## What to produce
A word-for-word copy of the listing that follows is required.

=== Section Start ===

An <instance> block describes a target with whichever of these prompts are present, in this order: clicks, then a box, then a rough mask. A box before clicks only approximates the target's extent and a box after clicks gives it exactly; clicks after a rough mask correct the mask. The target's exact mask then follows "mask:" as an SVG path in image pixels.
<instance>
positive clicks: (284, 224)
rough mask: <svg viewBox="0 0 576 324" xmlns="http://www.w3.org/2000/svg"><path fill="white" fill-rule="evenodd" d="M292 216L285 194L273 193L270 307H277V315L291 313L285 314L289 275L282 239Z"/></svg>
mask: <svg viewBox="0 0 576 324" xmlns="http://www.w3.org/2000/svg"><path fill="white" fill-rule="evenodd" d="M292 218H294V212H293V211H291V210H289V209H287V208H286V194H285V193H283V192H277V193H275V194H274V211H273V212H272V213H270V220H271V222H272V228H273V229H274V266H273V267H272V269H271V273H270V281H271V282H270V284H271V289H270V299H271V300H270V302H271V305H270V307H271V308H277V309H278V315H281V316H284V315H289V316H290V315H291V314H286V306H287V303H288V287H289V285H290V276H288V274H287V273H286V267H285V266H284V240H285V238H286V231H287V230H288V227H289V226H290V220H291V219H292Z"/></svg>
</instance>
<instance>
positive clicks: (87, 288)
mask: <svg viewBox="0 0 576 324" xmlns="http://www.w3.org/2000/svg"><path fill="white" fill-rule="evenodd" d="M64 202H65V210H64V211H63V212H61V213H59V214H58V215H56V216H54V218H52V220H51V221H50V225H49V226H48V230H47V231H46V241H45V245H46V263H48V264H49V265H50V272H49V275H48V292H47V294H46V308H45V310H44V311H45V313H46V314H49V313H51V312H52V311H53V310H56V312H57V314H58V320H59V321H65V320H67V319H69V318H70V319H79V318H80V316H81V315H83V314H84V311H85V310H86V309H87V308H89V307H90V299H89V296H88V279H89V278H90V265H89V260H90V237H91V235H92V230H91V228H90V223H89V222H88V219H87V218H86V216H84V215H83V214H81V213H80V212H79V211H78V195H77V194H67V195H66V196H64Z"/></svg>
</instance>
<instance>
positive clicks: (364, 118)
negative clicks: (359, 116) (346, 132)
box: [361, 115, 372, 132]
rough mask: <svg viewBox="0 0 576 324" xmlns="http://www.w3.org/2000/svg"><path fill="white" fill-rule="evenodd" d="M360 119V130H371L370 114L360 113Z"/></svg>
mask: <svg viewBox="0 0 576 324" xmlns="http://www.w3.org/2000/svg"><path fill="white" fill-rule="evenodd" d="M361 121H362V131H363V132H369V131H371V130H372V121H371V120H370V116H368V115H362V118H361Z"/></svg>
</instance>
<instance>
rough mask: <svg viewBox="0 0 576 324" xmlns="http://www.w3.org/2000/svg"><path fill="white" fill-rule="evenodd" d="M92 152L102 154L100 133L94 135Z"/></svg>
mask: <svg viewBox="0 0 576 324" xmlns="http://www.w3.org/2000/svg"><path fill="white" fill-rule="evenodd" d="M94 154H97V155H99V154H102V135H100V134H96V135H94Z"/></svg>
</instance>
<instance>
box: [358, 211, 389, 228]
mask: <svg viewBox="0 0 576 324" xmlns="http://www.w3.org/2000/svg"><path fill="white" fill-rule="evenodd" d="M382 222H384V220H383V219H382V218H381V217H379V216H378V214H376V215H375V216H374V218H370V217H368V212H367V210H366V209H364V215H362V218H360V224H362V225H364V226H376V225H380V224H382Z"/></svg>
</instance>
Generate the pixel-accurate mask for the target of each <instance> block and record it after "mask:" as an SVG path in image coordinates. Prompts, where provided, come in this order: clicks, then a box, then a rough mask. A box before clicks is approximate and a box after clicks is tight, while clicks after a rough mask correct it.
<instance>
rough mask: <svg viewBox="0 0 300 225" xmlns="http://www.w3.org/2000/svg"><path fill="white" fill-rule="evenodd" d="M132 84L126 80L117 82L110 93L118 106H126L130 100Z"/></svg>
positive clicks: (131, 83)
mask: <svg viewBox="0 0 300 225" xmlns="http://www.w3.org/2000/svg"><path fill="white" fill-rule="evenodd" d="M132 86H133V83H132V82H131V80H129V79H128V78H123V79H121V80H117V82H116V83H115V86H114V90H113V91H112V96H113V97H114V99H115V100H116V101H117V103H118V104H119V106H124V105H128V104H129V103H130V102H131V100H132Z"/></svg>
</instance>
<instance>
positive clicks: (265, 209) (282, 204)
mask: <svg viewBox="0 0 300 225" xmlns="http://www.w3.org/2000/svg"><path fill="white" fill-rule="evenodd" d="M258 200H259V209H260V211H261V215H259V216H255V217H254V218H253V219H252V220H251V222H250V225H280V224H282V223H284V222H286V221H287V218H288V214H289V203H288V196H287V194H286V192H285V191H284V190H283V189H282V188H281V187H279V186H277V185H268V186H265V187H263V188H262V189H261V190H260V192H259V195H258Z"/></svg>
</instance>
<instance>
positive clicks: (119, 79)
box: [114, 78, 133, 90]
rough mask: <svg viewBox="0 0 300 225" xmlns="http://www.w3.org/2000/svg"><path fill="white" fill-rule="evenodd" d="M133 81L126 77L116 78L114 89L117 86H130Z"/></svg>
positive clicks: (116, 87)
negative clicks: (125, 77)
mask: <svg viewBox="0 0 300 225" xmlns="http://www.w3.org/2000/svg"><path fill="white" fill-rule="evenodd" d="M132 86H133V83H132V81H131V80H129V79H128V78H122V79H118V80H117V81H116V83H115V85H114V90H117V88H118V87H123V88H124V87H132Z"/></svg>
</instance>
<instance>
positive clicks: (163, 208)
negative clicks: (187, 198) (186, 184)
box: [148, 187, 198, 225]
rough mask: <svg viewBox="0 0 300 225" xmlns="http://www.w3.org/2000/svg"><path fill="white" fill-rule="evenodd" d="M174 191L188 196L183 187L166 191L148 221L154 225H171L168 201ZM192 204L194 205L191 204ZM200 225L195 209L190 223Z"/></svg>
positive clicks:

=== Section End ===

## Expected answer
An <instance> block describes a target with whichever of these prompts are present, in this order: clicks, then a box, then a rough mask. A box before clicks only approximates the target's extent and a box after clicks gives it exactly; clicks after a rough mask correct the mask. The target's exact mask then follows "mask:" as an SVG path in image pixels.
<instance>
positive clicks: (284, 224)
rough mask: <svg viewBox="0 0 576 324" xmlns="http://www.w3.org/2000/svg"><path fill="white" fill-rule="evenodd" d="M292 216L285 194L273 193L270 307H277V315L291 313L285 314L289 275L282 239Z"/></svg>
mask: <svg viewBox="0 0 576 324" xmlns="http://www.w3.org/2000/svg"><path fill="white" fill-rule="evenodd" d="M292 218H294V212H293V211H291V210H289V209H287V208H286V194H285V193H283V192H277V193H275V194H274V211H273V212H272V213H270V220H271V222H272V228H273V229H274V266H273V267H272V269H271V273H270V281H271V282H270V284H271V289H270V299H271V300H270V302H271V305H270V307H271V308H277V309H278V315H281V316H284V315H289V316H290V315H291V314H286V306H287V303H288V287H289V285H290V276H288V274H287V273H286V267H285V266H284V240H285V238H286V231H287V230H288V227H289V226H290V220H291V219H292Z"/></svg>
</instance>
<instance>
positive clicks: (87, 288)
mask: <svg viewBox="0 0 576 324" xmlns="http://www.w3.org/2000/svg"><path fill="white" fill-rule="evenodd" d="M64 202H65V210H64V211H63V212H61V213H59V214H58V215H56V216H54V218H52V220H51V221H50V225H49V226H48V230H47V231H46V241H45V245H46V263H48V264H49V265H50V272H49V275H48V292H47V294H46V308H45V310H44V311H45V313H46V314H49V313H51V312H52V311H53V310H56V312H57V314H58V320H59V321H65V320H67V319H69V318H70V319H79V318H80V316H81V315H83V314H84V311H85V310H86V309H87V308H89V307H90V299H89V296H88V279H89V278H90V265H89V260H90V237H91V235H92V230H91V228H90V223H89V222H88V219H87V218H86V216H84V215H83V214H81V213H80V212H79V211H78V195H77V194H67V195H66V196H64Z"/></svg>
</instance>
<instance>
positive clicks: (364, 118)
negative clicks: (359, 116) (346, 132)
box: [361, 115, 372, 132]
rough mask: <svg viewBox="0 0 576 324" xmlns="http://www.w3.org/2000/svg"><path fill="white" fill-rule="evenodd" d="M360 119V130H371L370 114L360 113Z"/></svg>
mask: <svg viewBox="0 0 576 324" xmlns="http://www.w3.org/2000/svg"><path fill="white" fill-rule="evenodd" d="M361 121H362V131H363V132H369V131H371V130H372V121H371V120H370V116H368V115H362V118H361Z"/></svg>
</instance>
<instance>
rough mask: <svg viewBox="0 0 576 324" xmlns="http://www.w3.org/2000/svg"><path fill="white" fill-rule="evenodd" d="M92 152L102 154L100 133L94 135Z"/></svg>
mask: <svg viewBox="0 0 576 324" xmlns="http://www.w3.org/2000/svg"><path fill="white" fill-rule="evenodd" d="M94 154H97V155H99V154H102V135H100V134H96V135H94Z"/></svg>
</instance>
<instance>
box: [358, 211, 389, 228]
mask: <svg viewBox="0 0 576 324" xmlns="http://www.w3.org/2000/svg"><path fill="white" fill-rule="evenodd" d="M382 222H384V220H383V219H382V218H381V217H379V216H378V214H376V215H375V216H374V218H370V217H368V212H367V210H366V209H364V215H362V218H360V224H362V225H364V226H376V225H380V224H382Z"/></svg>
</instance>
Generate the pixel-accurate mask for the target of each <instance> block and record it after "mask:" as an SVG path in image coordinates. Prompts, where provided, come in this order: clicks, then a box, then a rough mask. A box before clicks is approximate and a box after clicks is tight, while clicks after a rough mask correct it.
<instance>
rough mask: <svg viewBox="0 0 300 225" xmlns="http://www.w3.org/2000/svg"><path fill="white" fill-rule="evenodd" d="M132 84L126 80L117 82L110 93L118 106H126L130 100Z"/></svg>
positive clicks: (131, 83)
mask: <svg viewBox="0 0 300 225" xmlns="http://www.w3.org/2000/svg"><path fill="white" fill-rule="evenodd" d="M132 86H133V83H132V82H131V80H129V79H128V78H123V79H121V80H117V82H116V83H115V86H114V90H113V91H112V96H113V97H114V99H115V100H116V101H117V103H118V104H119V106H124V105H128V104H129V103H130V102H131V100H132Z"/></svg>
</instance>
<instance>
positive clicks: (265, 209) (282, 204)
mask: <svg viewBox="0 0 300 225" xmlns="http://www.w3.org/2000/svg"><path fill="white" fill-rule="evenodd" d="M258 200H259V209H260V211H261V215H259V216H255V217H254V218H253V219H252V220H251V222H250V225H280V224H282V223H284V222H286V221H287V218H288V214H289V203H288V196H287V194H286V192H285V191H284V190H283V189H282V188H281V187H279V186H277V185H268V186H265V187H263V188H262V189H261V190H260V192H259V195H258Z"/></svg>
</instance>
<instance>
positive clicks: (119, 79)
box: [114, 78, 133, 90]
rough mask: <svg viewBox="0 0 300 225" xmlns="http://www.w3.org/2000/svg"><path fill="white" fill-rule="evenodd" d="M133 81L126 77L116 78L114 89L117 86H130Z"/></svg>
positive clicks: (116, 87)
negative clicks: (125, 77)
mask: <svg viewBox="0 0 300 225" xmlns="http://www.w3.org/2000/svg"><path fill="white" fill-rule="evenodd" d="M132 86H133V83H132V81H131V80H129V79H128V78H122V79H118V80H117V81H116V83H115V85H114V90H117V88H118V87H123V88H124V87H132Z"/></svg>
</instance>
<instance>
positive clicks: (163, 208)
negative clicks: (187, 198) (186, 184)
box: [148, 187, 198, 225]
rough mask: <svg viewBox="0 0 300 225" xmlns="http://www.w3.org/2000/svg"><path fill="white" fill-rule="evenodd" d="M174 191L188 196L183 187L166 191L148 221L154 225H171L168 201ZM192 204L194 205L191 204ZM200 225L195 209L190 223Z"/></svg>
positive clicks:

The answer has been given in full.